# TEXTAUSZUG

- - -

Loïc Duval: „Assen bietet eine Menge guter Überholmöglichkeiten“
In den ersten acht DTM-Rennen der Saison 2019 erlebte Loïc Duval einen Aufschwung. Der Franzose im Interview vor der DTM-Premiere auf der niederländischen Traditionsrennstrecke von Assen (Samstag und Sonntag jeweils ab 13 Uhr live auf SAT.1).
Vier Rennwochenenden liegen bereits hinter uns. Wie fällt deine Saisonbilanz zu den 2019 neu eingeführten Turbomotoren aus?
Loïc Duval: „Zuallererst: Wir Fahrer haben rund 100 PS mehr Leistung. Das ist absolut positiv. Und ich denke, das ist auch für die Zuschauer positiv, weil die Autos schneller sind. Der zweite Punkt ist das Rennmanagement. Die Turbomotoren haben während des Rennens einen großen Einfluss auf den Reifenverschleiß. Wenn du deine Reifen gut managen kannst, hast du gute Möglichkeiten zum Überholen. Für mich sind die Turbomotoren absolut positiv für die DTM. Denn sie erhöhen das Leistungsvermögen und die Überholmöglichkeiten.“
Wie haben die Reglement-Anpassungen zum DRS und das neu eingeführte System Push-to-Pass die DTM-Rennen verändert?
„Der DRS-Effekt ist etwas geringer als letztes Jahr. Doch der Effekt des DRS kombiniert mit dem des Push-to-Pass bietet wirklich gute Überholmöglichkeiten. Deshalb halte ich sie für gute Werkzeuge, um die Show besser zu machen und bei den Rennen mehr Überholmanöver zu haben.“
Es wird in dieser Saison viel über die Safety-Car-Einsätze und die Safety-Car-Regeln diskutiert. Wie ist deine Meinung dazu?

- - -

# LISTE DER EINTRÄGE
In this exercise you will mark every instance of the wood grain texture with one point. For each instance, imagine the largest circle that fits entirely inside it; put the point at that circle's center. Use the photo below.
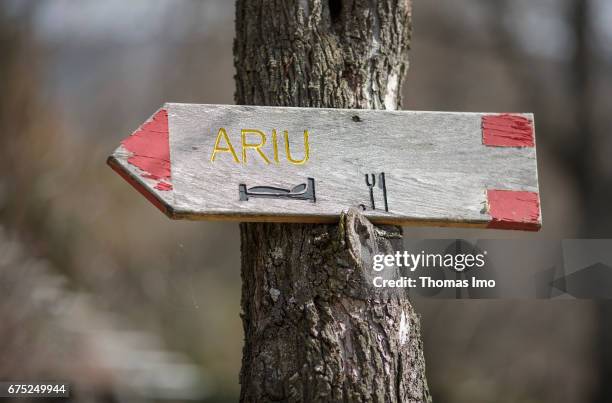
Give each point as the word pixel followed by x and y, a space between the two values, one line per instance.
pixel 437 169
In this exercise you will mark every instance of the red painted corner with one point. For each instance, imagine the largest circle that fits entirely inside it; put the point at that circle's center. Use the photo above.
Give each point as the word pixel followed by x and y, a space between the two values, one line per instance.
pixel 150 150
pixel 507 131
pixel 514 210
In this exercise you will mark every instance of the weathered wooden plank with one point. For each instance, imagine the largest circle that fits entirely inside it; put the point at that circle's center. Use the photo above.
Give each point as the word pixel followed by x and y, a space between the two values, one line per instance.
pixel 246 163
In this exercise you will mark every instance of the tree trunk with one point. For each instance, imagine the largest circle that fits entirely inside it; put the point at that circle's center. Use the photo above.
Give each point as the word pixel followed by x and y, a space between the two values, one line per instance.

- - -

# AUFGABE
Wie viel mehr Leistung haben die Fahrer laut dem Textauszug durch die 2019 eingeführten Turbomotoren? Stützen Sie sich ausschließlich auf den Textauszug.

# VOLLSTÄNDIGE ANTWORT
Die Fahrer haben rund 100 PS mehr Leistung.